When your goal is to get the best possible results from a predictive model, you need to get the most from what you have. This includes getting the best results from the algorithms you are using. It also involves getting the most out of the data for your algorithms to work with.
How do you get the most out of your data for predictive modeling? The features in your data will directly influence the predictive models you use and the results you can achieve.
Feature engineering is manually designing what the input x’s should be — Tomasz Malisiewicz, answer to “What is feature engineering?”
Feature engineering is the art of creating predictor variables. Your model will never be any good if your features, your predictors aren’t any good. Feature Engineering is important because better features result in simpler models that are faster to run, easier to understand and easier to maintain and gives good result. The big idea is how can we take the voluminous raw data and shape it into a reasonable set of variables in an efficient, effective and predictive way.

- **Stated task 1**
Rename every "Query" to "Target" in the entries, beginning at their first line and stopping after the line that contains "x=108, y=16". Leave everything else in those lines unchanged.
The feature engineering text has no connection to the entries.

[Recorded data]
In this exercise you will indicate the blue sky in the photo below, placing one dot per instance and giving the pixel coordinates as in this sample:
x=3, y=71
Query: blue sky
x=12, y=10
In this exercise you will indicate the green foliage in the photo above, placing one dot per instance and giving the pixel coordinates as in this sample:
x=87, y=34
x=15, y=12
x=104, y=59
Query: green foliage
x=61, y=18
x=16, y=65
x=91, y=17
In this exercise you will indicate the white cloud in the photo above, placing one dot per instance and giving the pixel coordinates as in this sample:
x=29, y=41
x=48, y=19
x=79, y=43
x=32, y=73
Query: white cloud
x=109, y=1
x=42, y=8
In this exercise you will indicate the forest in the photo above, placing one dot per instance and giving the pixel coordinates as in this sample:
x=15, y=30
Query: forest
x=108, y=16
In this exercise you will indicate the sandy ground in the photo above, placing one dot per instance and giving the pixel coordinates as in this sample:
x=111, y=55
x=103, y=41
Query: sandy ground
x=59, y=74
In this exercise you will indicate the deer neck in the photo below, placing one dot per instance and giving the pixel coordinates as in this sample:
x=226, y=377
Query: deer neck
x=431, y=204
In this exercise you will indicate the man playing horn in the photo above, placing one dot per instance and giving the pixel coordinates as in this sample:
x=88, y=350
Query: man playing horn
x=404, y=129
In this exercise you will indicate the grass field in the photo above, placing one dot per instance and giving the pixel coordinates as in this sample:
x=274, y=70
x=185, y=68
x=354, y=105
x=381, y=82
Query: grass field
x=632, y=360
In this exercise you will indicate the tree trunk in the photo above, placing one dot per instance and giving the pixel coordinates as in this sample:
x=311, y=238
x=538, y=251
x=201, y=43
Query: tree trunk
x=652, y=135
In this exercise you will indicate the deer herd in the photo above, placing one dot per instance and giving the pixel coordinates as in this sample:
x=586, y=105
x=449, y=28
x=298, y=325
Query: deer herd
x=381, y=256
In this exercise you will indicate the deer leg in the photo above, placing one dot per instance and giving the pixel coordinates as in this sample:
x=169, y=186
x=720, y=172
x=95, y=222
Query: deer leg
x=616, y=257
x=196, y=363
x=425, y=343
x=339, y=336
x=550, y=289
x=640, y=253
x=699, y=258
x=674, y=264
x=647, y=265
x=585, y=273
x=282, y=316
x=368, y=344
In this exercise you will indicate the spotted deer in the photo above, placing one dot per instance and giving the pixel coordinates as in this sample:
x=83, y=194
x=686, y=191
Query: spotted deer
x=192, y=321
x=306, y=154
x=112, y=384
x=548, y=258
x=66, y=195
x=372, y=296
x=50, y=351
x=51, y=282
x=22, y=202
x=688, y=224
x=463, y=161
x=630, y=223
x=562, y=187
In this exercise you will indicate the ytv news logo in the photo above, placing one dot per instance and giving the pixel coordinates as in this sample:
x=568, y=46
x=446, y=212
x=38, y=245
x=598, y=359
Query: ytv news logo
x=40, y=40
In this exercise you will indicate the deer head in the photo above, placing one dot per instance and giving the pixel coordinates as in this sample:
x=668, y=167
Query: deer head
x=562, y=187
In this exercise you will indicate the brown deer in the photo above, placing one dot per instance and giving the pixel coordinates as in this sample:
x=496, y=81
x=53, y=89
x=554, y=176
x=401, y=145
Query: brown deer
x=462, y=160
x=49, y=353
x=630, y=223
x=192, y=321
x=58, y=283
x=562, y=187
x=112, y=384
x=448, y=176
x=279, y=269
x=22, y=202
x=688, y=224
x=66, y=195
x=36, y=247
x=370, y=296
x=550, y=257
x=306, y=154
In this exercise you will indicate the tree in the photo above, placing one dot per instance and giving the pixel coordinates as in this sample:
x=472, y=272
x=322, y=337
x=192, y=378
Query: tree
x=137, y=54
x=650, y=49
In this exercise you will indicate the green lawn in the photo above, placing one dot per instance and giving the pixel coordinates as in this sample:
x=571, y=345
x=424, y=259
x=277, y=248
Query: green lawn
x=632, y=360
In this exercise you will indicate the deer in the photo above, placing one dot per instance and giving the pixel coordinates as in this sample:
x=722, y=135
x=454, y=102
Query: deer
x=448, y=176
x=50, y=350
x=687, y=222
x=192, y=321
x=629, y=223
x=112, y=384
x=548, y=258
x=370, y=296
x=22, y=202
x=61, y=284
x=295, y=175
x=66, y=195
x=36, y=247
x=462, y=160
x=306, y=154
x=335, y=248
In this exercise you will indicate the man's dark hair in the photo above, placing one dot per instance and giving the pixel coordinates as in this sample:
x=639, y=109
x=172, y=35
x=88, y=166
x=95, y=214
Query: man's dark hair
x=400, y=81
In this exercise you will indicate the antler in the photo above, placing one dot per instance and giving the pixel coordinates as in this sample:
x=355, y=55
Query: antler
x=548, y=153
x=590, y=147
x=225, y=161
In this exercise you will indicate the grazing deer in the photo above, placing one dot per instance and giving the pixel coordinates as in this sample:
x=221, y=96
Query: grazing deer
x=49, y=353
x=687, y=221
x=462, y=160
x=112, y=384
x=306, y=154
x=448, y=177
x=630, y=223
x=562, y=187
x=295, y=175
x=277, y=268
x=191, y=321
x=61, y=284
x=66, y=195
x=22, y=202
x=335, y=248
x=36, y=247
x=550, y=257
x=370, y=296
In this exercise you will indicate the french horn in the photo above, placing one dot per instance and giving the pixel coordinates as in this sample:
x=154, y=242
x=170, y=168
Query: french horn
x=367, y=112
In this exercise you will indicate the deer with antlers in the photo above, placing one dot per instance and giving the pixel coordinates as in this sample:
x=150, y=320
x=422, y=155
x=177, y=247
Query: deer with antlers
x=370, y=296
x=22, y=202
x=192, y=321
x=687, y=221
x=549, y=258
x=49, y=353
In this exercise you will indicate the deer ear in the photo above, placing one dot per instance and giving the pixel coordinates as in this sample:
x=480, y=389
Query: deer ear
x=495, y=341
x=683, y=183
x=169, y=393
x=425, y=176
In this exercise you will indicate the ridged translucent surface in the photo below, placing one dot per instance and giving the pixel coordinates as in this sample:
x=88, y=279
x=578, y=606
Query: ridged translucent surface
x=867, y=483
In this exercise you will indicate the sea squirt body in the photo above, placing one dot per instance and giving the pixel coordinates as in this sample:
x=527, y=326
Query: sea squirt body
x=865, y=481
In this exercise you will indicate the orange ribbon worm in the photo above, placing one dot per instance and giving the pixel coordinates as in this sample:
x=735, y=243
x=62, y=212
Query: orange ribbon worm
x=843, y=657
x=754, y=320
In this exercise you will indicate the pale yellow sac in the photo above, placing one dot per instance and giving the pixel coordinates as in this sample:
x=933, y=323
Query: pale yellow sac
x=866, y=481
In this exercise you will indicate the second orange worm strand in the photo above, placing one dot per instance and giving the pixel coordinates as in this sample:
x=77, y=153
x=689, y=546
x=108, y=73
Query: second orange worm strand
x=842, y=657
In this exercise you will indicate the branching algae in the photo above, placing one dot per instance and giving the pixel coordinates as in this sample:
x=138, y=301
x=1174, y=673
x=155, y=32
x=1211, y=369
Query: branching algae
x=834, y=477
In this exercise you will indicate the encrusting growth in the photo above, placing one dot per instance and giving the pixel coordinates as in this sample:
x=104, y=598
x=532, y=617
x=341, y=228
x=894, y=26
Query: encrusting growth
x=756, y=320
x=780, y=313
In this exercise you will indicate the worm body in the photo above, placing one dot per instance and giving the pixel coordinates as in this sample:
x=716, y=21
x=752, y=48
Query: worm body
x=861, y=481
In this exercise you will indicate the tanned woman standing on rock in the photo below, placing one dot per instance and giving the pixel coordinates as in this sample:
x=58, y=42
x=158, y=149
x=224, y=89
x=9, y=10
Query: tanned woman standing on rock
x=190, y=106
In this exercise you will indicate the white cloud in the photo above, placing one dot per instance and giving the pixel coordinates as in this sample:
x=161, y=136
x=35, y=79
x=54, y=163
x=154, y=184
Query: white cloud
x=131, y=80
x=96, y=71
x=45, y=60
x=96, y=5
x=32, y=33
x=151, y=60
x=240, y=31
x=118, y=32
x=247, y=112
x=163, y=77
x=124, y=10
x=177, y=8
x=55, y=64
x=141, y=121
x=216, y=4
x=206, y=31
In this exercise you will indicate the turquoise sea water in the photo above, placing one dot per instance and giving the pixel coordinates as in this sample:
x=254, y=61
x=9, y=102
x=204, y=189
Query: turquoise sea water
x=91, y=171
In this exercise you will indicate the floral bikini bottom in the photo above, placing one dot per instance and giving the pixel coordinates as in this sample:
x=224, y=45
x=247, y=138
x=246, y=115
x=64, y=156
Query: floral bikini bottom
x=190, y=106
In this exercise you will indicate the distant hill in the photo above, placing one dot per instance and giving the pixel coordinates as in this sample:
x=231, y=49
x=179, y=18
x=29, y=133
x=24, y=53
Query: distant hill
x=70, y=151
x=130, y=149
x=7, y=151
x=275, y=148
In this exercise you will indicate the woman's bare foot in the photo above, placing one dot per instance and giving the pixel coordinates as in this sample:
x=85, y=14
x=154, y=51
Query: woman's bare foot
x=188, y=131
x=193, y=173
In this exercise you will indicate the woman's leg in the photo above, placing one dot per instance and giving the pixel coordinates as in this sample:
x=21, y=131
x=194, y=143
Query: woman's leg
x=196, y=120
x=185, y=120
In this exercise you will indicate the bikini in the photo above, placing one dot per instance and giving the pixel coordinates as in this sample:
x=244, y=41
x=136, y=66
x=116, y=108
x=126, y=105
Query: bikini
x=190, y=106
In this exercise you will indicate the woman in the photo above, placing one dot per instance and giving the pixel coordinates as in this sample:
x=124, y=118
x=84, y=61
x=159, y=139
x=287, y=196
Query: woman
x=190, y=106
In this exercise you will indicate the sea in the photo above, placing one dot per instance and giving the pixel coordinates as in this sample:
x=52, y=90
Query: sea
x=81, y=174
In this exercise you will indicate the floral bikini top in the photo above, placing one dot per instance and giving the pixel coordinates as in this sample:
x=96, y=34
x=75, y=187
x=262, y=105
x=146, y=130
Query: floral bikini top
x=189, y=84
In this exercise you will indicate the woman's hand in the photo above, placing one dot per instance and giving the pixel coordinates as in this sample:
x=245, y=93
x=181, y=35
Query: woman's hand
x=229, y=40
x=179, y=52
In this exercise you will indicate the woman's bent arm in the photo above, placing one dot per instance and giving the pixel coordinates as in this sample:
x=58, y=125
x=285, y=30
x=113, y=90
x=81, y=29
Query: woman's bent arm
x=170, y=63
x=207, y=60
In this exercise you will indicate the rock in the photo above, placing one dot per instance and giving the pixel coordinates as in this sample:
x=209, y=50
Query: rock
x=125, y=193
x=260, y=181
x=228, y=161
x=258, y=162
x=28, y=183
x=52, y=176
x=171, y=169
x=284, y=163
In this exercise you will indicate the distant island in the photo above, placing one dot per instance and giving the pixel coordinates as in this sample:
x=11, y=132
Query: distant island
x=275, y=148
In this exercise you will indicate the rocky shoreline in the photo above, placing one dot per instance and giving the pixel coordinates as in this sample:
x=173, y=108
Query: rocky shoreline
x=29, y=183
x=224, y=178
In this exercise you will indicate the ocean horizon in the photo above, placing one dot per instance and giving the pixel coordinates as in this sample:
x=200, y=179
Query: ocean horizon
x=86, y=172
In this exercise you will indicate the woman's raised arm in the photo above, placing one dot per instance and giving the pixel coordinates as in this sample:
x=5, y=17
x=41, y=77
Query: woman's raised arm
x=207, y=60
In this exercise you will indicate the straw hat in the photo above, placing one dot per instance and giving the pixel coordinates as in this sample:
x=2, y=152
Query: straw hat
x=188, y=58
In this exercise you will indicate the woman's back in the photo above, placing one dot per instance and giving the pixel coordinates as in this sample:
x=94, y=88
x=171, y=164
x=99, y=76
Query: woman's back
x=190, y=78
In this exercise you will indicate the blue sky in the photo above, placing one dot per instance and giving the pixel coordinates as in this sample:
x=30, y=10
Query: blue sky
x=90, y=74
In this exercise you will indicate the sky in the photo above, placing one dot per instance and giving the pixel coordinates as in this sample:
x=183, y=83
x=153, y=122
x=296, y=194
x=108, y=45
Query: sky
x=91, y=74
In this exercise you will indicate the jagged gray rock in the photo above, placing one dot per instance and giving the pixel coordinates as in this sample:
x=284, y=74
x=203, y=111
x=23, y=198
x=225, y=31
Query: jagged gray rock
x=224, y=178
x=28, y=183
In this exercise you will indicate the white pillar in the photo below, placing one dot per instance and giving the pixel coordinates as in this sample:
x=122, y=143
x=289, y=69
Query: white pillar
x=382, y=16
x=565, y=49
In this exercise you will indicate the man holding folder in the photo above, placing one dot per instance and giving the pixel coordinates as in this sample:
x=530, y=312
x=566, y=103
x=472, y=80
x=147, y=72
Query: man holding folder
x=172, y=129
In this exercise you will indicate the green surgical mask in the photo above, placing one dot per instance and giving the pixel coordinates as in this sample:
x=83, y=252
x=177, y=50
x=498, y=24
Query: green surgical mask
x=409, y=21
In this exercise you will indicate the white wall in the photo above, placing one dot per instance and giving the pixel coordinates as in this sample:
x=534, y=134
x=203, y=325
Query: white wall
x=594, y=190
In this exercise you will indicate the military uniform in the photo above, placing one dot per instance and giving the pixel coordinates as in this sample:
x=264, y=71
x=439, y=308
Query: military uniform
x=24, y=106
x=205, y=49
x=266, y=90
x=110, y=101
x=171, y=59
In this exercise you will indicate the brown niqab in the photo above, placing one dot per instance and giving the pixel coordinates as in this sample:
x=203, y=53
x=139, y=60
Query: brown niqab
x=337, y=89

- **Stated task 2**
Carry the feature engineering text forward from its last sentence.

- **Written response 1**
In this exercise you will indicate the blue sky in the photo below, placing one dot per instance and giving the pixel coordinates as in this sample:
x=3, y=71
Target: blue sky
x=12, y=10
In this exercise you will indicate the green foliage in the photo above, placing one dot per instance and giving the pixel coordinates as in this sample:
x=87, y=34
x=15, y=12
x=104, y=59
Target: green foliage
x=61, y=18
x=16, y=65
x=91, y=17
In this exercise you will indicate the white cloud in the photo above, placing one dot per instance and giving the pixel coordinates as in this sample:
x=29, y=41
x=48, y=19
x=79, y=43
x=32, y=73
Target: white cloud
x=109, y=1
x=42, y=8
In this exercise you will indicate the forest in the photo above, placing one dot per instance and giving the pixel coordinates as in this sample:
x=15, y=30
Target: forest
x=108, y=16

- **Written response 2**
It’s a process in its own right, you brainstorm features, you decide what features to create, you create the features, you study the impact of the features and the model goodness then you iterate on the features if useful and then you go back to creating more features or brainstorming more features until you feel like you’re done.
The traditional idea of “Transforming Data” from a raw state to a state suitable for modeling is where feature engineering fits in. Transform data and feature engineering may in fact be synonyms. It is an iterative process that interplays with data selection and model evaluation till we get improved model.
Some observations are far too voluminous in their raw state to be modeled by predictive modeling algorithms directly. Feature extraction is a process of automatically reducing the dimensionality of these types of observations into a much smaller set that can be modelled. If our data is in tabular format then the columns or attribute could represent a feature. To be more specific a feature is an attribute that is useful or meaningful to our problem.
Your features come from somewhere, you can take a standard set of variables or pre-existing variables and there’s no question that’s faster than engineering things but thinking about your variables is likely to lead the better models.
Features could be any summary of the data such that it is capturing the relevant information. It involved a lot of thinking about the data and its structure. Deep understanding and knowledge of the domain leads to a better job at feature extraction.
Exploratory analysis of the data, plotting and tabulating data and understanding the patterns and variation could be the starting point.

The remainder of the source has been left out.